▶ [PROBLEM DETAILS]
Copy the material word for word, starting at the line that contains "Target: pink petal" and continuing through the final line of the material.
--- BEGIN ---
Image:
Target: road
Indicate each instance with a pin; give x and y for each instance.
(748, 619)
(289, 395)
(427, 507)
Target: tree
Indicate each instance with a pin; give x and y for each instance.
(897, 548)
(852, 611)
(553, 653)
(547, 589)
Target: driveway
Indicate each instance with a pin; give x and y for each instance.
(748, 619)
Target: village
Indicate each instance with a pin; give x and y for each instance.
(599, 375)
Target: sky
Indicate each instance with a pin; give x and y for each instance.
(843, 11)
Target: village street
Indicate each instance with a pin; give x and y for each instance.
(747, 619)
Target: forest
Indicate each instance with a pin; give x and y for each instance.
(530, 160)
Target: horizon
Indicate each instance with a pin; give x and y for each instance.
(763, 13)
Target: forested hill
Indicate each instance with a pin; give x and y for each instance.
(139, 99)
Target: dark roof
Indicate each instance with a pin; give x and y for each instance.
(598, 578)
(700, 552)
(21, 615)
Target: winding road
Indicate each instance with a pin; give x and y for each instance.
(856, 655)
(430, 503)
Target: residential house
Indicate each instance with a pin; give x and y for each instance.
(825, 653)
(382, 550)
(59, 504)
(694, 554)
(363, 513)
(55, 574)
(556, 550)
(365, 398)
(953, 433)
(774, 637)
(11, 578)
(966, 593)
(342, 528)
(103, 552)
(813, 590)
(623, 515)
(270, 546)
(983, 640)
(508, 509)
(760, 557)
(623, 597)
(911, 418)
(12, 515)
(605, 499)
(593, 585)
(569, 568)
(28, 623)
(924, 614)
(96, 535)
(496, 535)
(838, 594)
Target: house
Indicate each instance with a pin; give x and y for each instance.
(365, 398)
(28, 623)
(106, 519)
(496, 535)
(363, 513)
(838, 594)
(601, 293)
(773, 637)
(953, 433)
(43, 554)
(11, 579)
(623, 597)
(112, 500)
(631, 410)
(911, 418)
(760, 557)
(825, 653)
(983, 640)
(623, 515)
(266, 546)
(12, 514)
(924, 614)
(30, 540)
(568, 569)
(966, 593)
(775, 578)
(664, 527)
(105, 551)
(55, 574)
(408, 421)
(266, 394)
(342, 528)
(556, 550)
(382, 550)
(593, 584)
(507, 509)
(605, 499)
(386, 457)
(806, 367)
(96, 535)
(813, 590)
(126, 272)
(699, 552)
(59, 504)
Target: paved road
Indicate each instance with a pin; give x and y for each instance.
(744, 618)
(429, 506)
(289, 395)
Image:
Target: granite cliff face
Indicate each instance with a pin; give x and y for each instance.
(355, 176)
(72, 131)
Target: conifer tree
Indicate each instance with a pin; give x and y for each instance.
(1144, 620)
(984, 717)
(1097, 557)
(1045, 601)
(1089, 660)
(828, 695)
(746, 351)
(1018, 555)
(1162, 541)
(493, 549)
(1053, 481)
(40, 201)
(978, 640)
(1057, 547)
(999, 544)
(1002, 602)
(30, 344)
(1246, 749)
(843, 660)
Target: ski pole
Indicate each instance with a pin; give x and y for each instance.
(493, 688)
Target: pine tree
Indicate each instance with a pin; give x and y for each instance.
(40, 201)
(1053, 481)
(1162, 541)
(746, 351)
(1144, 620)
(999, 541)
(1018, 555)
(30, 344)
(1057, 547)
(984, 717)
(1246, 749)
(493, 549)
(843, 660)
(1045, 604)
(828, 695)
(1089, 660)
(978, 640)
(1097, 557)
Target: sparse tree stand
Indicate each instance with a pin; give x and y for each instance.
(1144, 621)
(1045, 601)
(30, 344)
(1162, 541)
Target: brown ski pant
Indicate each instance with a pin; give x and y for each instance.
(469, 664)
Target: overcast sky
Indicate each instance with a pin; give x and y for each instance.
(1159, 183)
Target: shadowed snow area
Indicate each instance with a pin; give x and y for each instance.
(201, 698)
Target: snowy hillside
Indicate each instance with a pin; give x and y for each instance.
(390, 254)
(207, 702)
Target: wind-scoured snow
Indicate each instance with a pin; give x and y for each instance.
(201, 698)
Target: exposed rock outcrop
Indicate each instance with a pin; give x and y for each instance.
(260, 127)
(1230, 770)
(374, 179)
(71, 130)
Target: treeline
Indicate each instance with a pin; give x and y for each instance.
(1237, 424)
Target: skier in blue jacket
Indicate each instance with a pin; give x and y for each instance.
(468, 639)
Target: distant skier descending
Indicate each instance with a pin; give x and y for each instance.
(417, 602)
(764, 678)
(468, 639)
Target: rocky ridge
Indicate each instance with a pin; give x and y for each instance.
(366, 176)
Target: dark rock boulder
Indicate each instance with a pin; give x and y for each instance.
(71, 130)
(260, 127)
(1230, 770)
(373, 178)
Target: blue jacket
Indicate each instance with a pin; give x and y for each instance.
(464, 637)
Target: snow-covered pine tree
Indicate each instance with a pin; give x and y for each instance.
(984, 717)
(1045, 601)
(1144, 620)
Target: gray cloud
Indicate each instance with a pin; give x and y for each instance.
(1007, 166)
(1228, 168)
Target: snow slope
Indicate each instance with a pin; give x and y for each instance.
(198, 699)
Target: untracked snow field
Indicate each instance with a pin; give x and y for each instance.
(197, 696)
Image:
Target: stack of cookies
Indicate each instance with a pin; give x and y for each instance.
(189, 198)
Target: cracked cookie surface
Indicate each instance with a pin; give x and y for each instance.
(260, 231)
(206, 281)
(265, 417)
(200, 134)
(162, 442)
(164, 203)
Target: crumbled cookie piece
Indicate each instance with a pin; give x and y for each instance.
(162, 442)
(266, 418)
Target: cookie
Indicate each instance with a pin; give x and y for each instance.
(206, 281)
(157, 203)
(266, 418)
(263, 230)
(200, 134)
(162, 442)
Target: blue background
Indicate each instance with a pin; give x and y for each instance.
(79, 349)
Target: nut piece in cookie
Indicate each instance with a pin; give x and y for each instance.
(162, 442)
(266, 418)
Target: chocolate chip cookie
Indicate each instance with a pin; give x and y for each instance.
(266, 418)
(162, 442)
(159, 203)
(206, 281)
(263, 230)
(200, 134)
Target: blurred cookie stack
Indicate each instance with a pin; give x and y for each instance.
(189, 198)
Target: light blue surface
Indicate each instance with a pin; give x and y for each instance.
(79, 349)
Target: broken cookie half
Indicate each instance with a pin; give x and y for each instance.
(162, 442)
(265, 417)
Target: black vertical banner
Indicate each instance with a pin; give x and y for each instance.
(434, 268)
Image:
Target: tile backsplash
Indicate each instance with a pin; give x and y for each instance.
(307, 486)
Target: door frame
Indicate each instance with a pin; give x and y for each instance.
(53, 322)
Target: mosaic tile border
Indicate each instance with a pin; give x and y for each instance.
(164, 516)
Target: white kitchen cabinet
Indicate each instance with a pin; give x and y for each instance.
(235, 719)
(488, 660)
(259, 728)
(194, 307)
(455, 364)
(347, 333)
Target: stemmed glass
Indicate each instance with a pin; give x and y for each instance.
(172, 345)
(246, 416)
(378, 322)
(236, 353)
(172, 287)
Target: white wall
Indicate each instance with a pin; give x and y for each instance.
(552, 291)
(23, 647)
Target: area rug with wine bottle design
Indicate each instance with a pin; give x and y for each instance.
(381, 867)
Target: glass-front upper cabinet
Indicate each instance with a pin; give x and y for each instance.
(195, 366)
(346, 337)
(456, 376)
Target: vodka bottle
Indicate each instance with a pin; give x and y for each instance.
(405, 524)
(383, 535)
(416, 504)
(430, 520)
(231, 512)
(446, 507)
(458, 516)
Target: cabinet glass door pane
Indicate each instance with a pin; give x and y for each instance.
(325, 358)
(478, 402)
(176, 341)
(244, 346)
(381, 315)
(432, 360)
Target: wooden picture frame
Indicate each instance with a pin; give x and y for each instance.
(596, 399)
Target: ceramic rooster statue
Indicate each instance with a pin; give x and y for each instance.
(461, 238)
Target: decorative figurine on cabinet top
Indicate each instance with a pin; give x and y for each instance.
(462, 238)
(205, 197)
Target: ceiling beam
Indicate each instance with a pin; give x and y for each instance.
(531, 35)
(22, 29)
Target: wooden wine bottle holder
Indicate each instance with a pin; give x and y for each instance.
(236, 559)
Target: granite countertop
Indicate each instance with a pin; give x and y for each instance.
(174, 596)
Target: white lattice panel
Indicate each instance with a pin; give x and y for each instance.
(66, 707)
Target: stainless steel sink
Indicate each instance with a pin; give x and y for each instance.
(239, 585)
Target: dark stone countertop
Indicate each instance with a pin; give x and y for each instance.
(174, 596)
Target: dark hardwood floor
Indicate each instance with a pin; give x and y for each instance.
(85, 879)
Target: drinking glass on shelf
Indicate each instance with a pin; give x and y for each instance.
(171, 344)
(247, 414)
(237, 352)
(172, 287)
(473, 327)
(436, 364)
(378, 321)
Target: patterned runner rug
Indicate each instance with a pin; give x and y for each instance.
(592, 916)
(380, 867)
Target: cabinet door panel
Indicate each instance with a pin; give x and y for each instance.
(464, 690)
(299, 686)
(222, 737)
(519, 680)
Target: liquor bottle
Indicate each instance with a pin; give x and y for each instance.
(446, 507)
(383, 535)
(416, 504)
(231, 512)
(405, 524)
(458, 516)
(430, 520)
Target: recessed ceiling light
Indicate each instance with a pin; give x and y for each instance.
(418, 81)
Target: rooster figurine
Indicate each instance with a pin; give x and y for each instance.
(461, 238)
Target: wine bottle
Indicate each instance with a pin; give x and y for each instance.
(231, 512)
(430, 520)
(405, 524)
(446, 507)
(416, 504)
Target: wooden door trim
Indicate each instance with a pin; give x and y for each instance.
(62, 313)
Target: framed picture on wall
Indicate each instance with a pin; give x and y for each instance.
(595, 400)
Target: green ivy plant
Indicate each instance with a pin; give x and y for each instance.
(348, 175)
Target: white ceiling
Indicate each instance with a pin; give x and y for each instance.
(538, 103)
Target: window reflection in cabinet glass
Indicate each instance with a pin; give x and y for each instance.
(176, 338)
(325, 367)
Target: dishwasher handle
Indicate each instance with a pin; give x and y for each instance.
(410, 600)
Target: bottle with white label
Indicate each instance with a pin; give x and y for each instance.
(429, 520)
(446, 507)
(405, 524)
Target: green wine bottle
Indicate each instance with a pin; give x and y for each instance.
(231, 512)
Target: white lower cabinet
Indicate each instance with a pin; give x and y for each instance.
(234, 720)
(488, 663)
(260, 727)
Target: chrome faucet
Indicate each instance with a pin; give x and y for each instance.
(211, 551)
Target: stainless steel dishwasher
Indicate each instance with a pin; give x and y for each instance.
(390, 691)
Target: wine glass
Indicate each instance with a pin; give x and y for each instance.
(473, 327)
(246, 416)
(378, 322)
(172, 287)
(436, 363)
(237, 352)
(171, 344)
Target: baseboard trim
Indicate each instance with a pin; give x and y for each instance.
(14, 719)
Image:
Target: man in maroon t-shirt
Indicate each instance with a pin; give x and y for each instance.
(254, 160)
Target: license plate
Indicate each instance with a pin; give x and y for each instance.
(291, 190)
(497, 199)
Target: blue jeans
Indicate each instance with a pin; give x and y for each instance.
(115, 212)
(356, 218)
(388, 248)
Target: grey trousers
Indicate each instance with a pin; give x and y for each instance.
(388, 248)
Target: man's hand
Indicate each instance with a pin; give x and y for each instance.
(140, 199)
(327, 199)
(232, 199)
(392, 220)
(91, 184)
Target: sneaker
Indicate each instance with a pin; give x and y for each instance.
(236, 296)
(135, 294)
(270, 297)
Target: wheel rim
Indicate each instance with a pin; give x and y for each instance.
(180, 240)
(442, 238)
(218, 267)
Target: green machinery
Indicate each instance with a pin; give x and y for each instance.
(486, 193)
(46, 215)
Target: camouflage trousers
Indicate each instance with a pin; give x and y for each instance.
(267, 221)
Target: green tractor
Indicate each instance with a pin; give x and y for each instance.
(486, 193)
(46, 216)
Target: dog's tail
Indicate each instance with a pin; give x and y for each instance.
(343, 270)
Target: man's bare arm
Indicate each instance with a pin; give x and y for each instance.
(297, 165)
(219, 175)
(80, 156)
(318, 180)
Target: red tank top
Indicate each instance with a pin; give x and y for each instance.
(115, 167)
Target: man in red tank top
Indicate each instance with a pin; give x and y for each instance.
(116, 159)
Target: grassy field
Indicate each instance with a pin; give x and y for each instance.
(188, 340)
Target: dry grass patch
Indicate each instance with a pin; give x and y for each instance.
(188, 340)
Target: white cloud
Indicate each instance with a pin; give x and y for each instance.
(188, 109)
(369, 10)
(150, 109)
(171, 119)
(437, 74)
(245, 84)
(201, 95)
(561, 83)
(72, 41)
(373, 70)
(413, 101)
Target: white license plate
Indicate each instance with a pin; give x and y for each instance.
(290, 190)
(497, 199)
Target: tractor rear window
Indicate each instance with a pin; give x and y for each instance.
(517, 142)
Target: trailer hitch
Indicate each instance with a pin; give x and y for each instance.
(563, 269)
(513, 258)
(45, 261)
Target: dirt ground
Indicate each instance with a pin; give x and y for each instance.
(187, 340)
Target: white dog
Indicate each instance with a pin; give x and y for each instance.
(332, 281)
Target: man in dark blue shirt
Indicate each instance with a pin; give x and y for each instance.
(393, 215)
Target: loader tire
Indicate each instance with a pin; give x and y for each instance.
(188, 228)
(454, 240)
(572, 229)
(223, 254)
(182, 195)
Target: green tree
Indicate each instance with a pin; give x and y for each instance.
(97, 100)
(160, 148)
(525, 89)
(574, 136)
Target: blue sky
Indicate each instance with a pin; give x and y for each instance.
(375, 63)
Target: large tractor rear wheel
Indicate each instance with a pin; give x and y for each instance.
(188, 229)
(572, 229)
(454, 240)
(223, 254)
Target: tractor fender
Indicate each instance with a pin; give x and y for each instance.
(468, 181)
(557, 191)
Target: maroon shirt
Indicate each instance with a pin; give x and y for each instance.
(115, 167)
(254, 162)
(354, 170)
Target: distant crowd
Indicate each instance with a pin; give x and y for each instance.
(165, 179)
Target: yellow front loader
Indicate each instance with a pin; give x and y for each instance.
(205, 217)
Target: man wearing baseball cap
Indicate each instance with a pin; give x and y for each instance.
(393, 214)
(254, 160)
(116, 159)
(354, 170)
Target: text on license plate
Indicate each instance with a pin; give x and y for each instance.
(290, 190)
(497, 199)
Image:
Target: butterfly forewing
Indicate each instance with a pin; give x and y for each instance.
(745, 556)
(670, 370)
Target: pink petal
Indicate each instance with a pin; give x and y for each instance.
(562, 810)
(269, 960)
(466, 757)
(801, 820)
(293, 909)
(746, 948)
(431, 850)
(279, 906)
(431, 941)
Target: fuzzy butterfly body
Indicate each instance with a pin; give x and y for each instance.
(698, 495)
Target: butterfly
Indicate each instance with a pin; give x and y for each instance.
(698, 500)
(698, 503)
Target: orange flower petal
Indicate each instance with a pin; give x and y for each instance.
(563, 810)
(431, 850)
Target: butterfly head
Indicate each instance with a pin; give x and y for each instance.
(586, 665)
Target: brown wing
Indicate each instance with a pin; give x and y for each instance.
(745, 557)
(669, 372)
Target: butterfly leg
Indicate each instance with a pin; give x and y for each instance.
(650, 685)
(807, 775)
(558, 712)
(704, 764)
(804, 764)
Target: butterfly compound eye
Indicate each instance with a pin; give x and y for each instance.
--- END ---
▶ [WRITTEN ANSWER]
Target: pink petal
Indicate each instance with a pin; give x and y for each instance.
(562, 810)
(269, 960)
(466, 757)
(801, 820)
(293, 909)
(746, 948)
(431, 850)
(279, 906)
(431, 941)
Target: fuzzy butterfly body
Indicate each instance with a pin; give x and y for each instance.
(698, 495)
Target: butterfly
Indicate each instance with a pin; give x and y for each instance.
(698, 500)
(698, 503)
Target: orange flower petal
Indicate each instance with a pin; give x and y for each instance.
(563, 810)
(431, 850)
Target: butterfly head
Indicate each instance with a pin; give x and y for each instance.
(586, 665)
Target: brown wing
Indicate each instance with a pin; give x and y for each instance.
(745, 557)
(669, 372)
Target: butterfly leg
Indicate each instance with a pin; give x and y for each instance.
(650, 685)
(807, 775)
(558, 712)
(704, 764)
(804, 764)
Target: butterfly compound eye
Indicate each instance with a pin; give x and y for each instance.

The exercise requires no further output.